Your task:
The word to find is "clear". State how many lines below contain it, giving only the number.

***** Data provided *****

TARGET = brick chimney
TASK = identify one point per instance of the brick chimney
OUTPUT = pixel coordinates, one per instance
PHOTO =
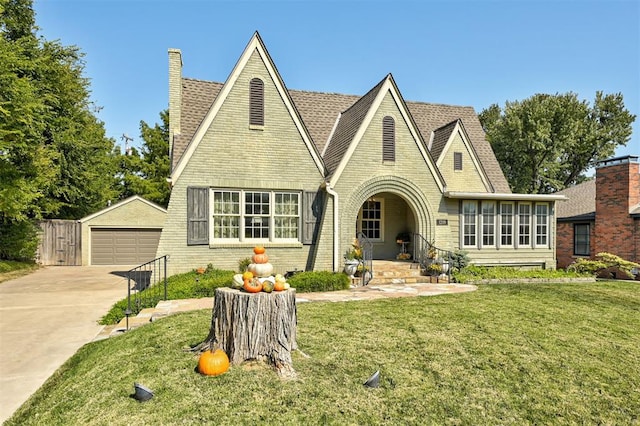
(617, 193)
(175, 99)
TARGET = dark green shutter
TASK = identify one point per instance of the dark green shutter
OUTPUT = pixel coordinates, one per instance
(313, 206)
(197, 216)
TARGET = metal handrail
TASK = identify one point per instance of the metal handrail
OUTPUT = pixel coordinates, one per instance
(149, 285)
(367, 257)
(432, 260)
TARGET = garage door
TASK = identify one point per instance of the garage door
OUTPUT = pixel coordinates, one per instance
(123, 246)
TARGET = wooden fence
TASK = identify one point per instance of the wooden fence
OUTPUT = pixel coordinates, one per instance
(60, 243)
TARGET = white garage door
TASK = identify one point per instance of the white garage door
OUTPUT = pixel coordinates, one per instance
(123, 246)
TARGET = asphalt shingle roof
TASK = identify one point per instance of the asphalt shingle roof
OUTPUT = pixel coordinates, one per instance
(319, 112)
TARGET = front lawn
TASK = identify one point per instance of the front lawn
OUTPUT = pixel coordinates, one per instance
(505, 354)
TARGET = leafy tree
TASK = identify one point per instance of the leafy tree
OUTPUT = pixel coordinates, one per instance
(146, 175)
(547, 142)
(55, 160)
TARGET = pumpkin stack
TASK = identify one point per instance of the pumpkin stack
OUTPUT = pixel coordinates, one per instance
(260, 267)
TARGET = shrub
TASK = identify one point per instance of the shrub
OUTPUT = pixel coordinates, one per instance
(602, 262)
(18, 240)
(474, 273)
(305, 282)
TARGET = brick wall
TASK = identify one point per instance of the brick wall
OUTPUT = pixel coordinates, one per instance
(617, 189)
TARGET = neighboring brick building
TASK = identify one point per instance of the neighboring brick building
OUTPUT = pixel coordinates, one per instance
(601, 215)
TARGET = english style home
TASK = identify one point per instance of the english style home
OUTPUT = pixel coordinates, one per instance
(303, 173)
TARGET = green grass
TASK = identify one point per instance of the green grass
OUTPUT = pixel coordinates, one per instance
(505, 354)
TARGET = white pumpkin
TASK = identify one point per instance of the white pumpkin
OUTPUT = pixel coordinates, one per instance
(261, 269)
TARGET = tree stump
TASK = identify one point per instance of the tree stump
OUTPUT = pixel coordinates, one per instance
(255, 326)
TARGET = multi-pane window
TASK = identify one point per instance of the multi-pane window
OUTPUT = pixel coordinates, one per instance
(226, 215)
(542, 224)
(506, 224)
(581, 239)
(370, 222)
(469, 218)
(488, 223)
(388, 139)
(524, 224)
(245, 215)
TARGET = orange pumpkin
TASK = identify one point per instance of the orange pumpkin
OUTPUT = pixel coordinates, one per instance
(260, 258)
(252, 286)
(213, 363)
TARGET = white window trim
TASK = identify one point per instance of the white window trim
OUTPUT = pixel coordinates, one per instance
(241, 238)
(547, 244)
(382, 216)
(482, 223)
(500, 223)
(462, 221)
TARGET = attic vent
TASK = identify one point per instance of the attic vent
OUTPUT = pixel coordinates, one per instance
(256, 102)
(457, 161)
(388, 139)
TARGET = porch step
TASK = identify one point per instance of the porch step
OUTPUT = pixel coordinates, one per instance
(400, 272)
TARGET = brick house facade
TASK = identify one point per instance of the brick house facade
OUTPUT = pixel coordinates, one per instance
(601, 215)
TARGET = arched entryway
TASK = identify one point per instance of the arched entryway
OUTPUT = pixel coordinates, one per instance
(384, 209)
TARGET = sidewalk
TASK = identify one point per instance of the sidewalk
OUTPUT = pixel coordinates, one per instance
(372, 292)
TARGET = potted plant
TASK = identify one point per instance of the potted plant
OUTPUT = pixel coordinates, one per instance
(352, 258)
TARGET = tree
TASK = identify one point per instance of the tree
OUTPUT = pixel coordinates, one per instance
(548, 142)
(146, 175)
(55, 160)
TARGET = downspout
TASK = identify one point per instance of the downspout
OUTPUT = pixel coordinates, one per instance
(336, 227)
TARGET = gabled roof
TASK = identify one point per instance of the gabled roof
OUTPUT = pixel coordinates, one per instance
(254, 45)
(319, 112)
(581, 203)
(121, 204)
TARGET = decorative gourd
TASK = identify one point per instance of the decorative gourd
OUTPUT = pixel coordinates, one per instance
(267, 286)
(260, 258)
(213, 363)
(238, 281)
(252, 286)
(260, 269)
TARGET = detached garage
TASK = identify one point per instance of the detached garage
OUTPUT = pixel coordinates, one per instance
(126, 233)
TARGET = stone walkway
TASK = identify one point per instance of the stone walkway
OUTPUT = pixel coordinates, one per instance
(371, 292)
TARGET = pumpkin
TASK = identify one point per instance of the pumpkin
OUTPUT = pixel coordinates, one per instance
(213, 363)
(260, 258)
(267, 286)
(238, 281)
(260, 269)
(252, 286)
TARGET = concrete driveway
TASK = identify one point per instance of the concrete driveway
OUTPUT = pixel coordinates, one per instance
(45, 317)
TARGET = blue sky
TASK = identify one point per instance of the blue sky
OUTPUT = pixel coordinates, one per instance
(453, 52)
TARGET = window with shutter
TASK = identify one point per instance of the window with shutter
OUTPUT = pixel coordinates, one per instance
(256, 102)
(313, 205)
(388, 139)
(457, 161)
(197, 216)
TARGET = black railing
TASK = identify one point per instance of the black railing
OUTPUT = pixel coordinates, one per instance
(146, 286)
(433, 260)
(366, 263)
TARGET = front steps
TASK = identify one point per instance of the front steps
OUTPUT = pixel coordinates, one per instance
(401, 272)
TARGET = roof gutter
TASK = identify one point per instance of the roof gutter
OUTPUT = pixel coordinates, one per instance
(336, 227)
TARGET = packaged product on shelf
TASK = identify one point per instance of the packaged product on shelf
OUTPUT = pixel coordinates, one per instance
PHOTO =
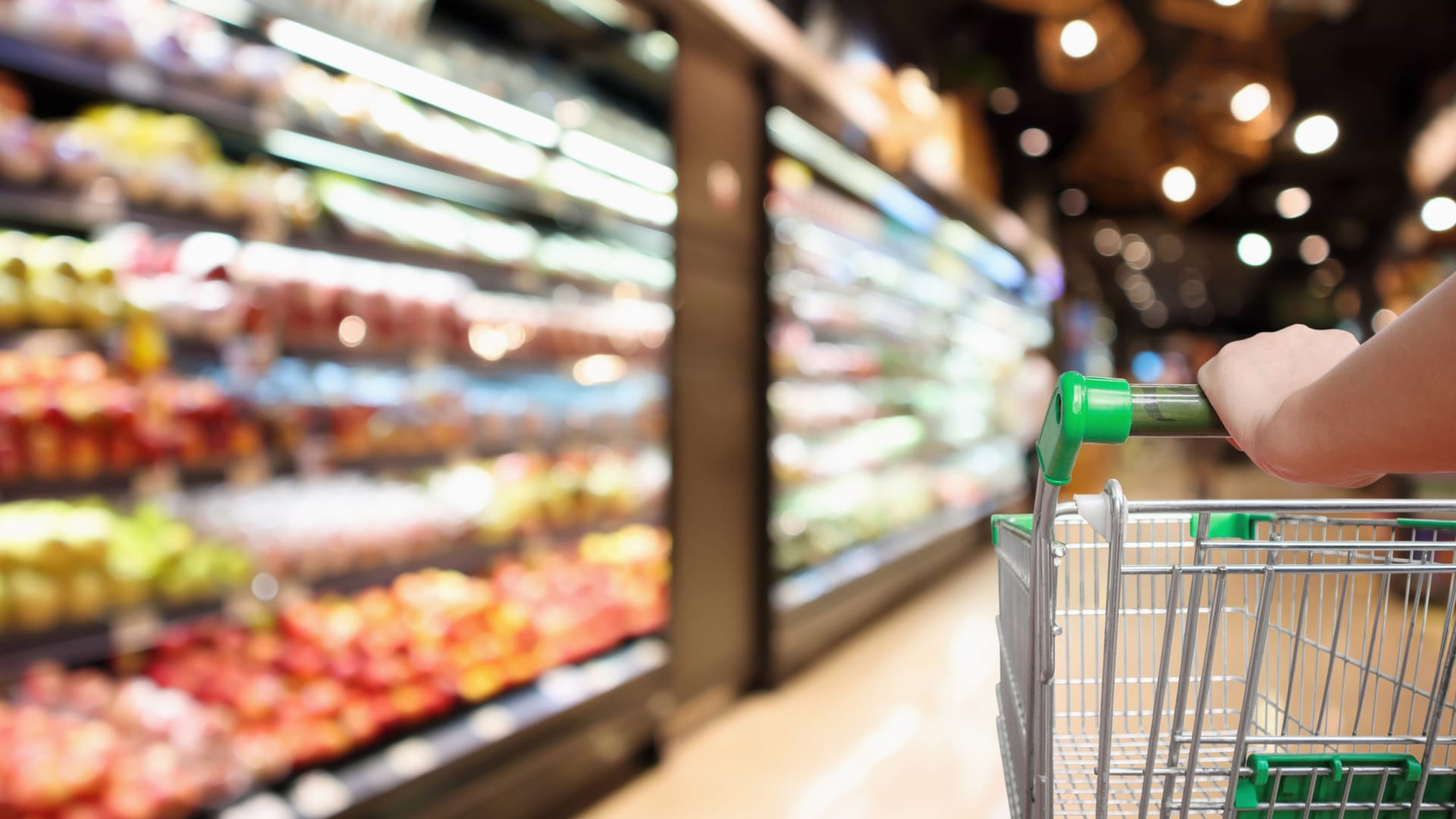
(57, 281)
(76, 419)
(321, 526)
(74, 561)
(171, 38)
(85, 744)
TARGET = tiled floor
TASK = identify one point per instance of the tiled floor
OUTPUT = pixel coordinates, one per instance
(899, 722)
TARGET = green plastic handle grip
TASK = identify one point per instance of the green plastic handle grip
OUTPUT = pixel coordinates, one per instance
(1092, 410)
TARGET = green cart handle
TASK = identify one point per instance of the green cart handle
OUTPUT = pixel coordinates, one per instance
(1091, 410)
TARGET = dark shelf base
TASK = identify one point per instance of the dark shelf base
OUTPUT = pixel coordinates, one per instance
(800, 634)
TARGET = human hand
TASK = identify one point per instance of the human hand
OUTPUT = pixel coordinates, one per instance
(1256, 385)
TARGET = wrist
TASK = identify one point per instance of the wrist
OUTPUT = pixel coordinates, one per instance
(1286, 438)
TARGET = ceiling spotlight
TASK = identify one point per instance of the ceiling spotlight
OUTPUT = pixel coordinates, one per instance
(1074, 202)
(1316, 134)
(1254, 249)
(1180, 184)
(1292, 203)
(1313, 249)
(1439, 213)
(1250, 101)
(1034, 142)
(1003, 99)
(1078, 38)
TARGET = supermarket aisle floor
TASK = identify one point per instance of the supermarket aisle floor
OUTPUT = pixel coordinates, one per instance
(897, 722)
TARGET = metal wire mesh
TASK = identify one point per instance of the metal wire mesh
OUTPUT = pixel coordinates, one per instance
(1312, 634)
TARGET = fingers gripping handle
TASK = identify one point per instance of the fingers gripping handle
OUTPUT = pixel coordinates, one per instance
(1091, 410)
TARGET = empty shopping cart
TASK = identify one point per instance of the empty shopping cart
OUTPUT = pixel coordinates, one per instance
(1241, 659)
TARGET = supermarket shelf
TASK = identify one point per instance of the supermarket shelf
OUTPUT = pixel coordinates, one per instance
(92, 642)
(601, 50)
(471, 556)
(577, 727)
(267, 130)
(139, 629)
(814, 608)
(76, 212)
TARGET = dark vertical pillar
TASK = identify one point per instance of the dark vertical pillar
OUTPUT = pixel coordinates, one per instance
(720, 357)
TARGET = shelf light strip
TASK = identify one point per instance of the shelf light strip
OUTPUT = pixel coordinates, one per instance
(856, 175)
(619, 162)
(386, 171)
(413, 82)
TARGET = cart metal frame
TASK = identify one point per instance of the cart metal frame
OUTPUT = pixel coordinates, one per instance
(1149, 649)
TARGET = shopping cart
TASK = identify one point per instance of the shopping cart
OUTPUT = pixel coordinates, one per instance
(1247, 659)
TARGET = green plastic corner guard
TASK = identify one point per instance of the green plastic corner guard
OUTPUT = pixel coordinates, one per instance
(1018, 521)
(1229, 525)
(1082, 410)
(1424, 523)
(1366, 773)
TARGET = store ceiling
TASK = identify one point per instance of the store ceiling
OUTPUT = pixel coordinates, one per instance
(1370, 66)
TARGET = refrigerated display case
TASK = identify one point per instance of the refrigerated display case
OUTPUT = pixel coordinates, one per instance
(332, 414)
(894, 335)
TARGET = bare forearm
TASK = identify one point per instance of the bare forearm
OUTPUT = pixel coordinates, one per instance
(1388, 407)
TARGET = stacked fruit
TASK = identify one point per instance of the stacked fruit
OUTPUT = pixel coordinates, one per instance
(354, 110)
(159, 159)
(66, 561)
(357, 411)
(85, 745)
(337, 673)
(625, 572)
(538, 493)
(55, 281)
(72, 419)
(325, 526)
(182, 42)
(817, 521)
(216, 286)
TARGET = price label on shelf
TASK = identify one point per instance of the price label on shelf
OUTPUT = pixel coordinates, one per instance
(312, 457)
(136, 630)
(410, 758)
(603, 675)
(249, 471)
(258, 806)
(566, 686)
(491, 723)
(268, 118)
(156, 482)
(136, 80)
(319, 795)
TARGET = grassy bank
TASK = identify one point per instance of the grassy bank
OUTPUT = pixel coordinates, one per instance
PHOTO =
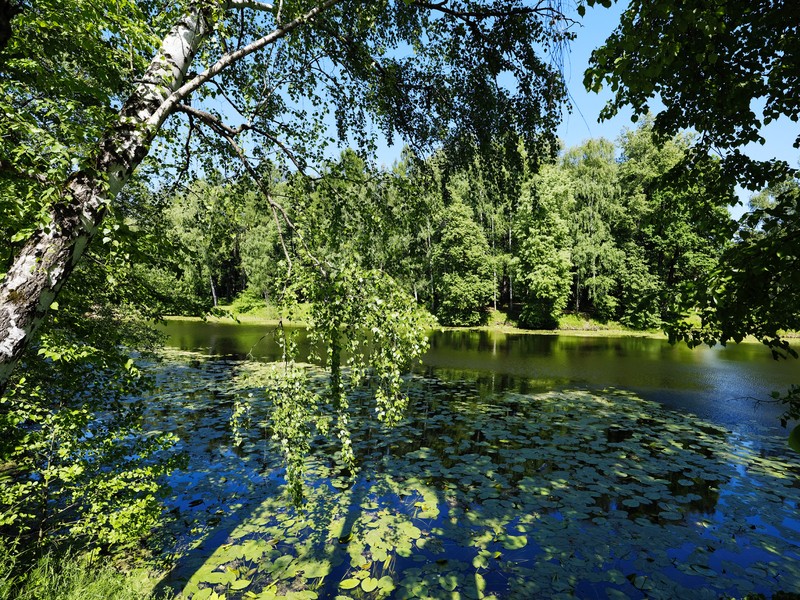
(498, 321)
(70, 577)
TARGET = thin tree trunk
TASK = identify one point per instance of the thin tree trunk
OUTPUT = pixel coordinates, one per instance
(213, 290)
(49, 256)
(494, 266)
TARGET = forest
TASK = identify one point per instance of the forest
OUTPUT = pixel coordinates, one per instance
(610, 231)
(214, 159)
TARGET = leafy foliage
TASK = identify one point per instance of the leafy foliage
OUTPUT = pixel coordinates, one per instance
(740, 52)
(460, 260)
(543, 260)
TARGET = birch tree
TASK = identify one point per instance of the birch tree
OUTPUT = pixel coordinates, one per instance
(88, 88)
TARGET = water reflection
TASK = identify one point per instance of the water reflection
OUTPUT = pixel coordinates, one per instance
(719, 384)
(522, 495)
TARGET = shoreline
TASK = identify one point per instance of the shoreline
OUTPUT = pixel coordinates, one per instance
(243, 319)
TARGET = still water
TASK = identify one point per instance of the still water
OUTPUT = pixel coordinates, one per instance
(528, 466)
(721, 384)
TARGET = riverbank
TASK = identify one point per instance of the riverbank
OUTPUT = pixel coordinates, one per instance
(498, 322)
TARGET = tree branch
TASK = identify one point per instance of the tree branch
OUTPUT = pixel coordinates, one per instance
(228, 59)
(251, 4)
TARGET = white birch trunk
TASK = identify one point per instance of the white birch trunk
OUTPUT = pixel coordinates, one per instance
(51, 253)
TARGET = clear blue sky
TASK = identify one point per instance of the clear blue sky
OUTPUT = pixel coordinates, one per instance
(581, 123)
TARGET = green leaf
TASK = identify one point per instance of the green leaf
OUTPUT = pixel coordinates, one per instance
(349, 584)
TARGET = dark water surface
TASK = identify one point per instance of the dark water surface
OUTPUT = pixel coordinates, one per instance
(516, 474)
(722, 384)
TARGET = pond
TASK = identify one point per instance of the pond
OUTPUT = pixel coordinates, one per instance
(528, 466)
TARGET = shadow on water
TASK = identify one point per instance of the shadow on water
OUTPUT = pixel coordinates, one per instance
(517, 493)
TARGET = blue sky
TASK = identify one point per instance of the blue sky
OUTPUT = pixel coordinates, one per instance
(581, 124)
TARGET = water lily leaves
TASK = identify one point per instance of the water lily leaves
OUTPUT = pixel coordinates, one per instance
(349, 584)
(449, 581)
(370, 584)
(386, 584)
(794, 439)
(481, 561)
(513, 476)
(240, 584)
(513, 542)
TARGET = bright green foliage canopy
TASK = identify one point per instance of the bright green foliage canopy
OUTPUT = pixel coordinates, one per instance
(463, 280)
(713, 65)
(543, 264)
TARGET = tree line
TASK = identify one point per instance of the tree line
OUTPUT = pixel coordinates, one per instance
(613, 231)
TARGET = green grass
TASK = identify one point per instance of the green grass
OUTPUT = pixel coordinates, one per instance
(69, 577)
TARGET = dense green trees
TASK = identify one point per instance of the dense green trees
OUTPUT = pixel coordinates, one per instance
(543, 260)
(616, 232)
(88, 89)
(462, 271)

*****

Written solution:
2